## What to produce
Put the records below into a Markdown table with the columns Row and Line, numbering each row and leaving out blank lines. Begin at the first line of the records and stop after the line that contains "161,284 -> 191,296".

------------------------------------

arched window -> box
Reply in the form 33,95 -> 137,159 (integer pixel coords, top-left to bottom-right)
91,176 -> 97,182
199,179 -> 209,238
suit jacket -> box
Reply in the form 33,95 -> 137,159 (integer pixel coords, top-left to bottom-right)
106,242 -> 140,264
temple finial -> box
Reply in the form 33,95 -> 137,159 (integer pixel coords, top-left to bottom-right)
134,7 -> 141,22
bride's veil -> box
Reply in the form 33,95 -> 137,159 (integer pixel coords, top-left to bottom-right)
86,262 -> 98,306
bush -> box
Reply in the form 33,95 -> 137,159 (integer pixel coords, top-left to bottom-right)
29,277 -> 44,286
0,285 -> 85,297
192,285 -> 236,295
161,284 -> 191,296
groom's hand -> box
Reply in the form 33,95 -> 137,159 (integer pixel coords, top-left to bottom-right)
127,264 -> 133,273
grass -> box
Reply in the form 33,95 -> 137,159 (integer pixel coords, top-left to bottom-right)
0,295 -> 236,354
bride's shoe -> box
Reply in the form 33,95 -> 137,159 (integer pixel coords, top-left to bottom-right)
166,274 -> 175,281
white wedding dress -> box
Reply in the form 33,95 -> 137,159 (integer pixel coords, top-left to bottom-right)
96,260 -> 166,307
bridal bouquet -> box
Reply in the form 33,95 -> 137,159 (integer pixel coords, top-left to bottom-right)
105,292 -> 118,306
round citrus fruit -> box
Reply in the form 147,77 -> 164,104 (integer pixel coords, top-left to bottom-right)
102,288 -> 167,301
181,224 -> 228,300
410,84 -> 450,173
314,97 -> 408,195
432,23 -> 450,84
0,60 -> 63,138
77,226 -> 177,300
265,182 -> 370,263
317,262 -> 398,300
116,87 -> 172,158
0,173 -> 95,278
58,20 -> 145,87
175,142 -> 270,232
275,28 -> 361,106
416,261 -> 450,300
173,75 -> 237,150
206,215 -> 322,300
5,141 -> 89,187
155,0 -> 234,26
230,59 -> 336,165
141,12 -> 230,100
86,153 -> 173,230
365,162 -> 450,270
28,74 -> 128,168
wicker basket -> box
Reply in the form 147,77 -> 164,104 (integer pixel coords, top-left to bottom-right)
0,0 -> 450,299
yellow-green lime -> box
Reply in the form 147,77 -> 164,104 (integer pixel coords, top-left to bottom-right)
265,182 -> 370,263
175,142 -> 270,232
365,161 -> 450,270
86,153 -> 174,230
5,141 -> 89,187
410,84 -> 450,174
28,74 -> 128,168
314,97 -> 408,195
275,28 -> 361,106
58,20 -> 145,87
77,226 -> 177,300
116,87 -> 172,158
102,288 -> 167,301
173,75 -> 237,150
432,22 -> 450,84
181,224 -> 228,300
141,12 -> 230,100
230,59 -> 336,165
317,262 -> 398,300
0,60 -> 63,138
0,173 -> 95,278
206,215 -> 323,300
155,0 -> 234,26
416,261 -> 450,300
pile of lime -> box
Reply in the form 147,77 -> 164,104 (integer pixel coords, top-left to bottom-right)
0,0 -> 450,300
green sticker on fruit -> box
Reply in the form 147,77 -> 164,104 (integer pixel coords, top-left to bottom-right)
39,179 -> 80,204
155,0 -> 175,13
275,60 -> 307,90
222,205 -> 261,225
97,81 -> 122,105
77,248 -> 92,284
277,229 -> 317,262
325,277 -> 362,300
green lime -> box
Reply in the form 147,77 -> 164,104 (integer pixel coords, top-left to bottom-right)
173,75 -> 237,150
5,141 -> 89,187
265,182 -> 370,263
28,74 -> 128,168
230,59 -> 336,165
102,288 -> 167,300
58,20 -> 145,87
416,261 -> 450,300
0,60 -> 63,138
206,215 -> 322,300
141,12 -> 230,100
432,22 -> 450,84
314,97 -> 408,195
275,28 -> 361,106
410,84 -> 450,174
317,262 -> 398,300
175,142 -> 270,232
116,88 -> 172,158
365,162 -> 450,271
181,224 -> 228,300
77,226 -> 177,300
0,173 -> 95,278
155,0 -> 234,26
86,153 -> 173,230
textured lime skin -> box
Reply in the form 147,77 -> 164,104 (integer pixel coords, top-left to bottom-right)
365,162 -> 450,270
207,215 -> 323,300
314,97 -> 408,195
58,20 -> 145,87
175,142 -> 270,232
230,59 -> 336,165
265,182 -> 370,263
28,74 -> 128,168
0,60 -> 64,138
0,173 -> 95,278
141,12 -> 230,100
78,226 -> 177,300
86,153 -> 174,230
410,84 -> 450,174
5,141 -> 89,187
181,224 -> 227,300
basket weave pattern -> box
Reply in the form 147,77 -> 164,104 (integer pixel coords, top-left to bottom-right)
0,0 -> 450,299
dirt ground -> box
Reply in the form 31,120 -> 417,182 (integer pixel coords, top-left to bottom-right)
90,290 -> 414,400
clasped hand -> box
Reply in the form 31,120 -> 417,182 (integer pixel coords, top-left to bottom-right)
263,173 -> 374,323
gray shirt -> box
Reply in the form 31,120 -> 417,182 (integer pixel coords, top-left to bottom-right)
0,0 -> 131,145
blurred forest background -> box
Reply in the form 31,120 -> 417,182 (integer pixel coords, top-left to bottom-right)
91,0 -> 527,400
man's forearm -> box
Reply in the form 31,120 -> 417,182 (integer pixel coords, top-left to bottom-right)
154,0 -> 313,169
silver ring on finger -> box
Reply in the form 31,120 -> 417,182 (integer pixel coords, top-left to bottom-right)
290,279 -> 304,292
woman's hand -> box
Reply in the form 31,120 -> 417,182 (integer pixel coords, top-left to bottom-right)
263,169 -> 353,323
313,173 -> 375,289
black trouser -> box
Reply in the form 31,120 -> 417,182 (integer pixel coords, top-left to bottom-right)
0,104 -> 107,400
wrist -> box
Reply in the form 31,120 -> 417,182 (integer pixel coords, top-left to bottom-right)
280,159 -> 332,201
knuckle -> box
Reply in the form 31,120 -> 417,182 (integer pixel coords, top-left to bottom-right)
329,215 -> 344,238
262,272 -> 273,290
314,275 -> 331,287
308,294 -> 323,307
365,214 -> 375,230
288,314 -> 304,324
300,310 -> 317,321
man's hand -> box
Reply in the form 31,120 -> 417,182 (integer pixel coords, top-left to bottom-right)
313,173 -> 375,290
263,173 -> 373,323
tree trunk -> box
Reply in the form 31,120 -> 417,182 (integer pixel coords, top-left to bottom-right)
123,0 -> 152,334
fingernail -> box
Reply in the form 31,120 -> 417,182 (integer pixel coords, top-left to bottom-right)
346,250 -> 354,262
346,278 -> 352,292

------------------------------------

## Result
| Row | Line |
|---|---|
| 1 | arched window -> box |
| 2 | Reply in the form 33,95 -> 137,159 (integer pixel coords, top-left to bottom-right) |
| 3 | 91,176 -> 97,182 |
| 4 | 199,179 -> 209,238 |
| 5 | suit jacket -> box |
| 6 | Reply in the form 33,95 -> 137,159 (integer pixel coords, top-left to bottom-right) |
| 7 | 106,242 -> 140,264 |
| 8 | temple finial -> box |
| 9 | Reply in the form 33,95 -> 137,159 (integer pixel coords, top-left to bottom-right) |
| 10 | 134,7 -> 141,22 |
| 11 | bride's veil -> box |
| 12 | Reply in the form 33,95 -> 137,159 (integer pixel coords, top-left to bottom-right) |
| 13 | 86,262 -> 98,306 |
| 14 | bush -> box |
| 15 | Reply in the form 33,95 -> 137,159 (integer pixel coords, top-left to bottom-right) |
| 16 | 29,277 -> 44,286 |
| 17 | 0,285 -> 85,297 |
| 18 | 192,285 -> 236,295 |
| 19 | 161,284 -> 191,296 |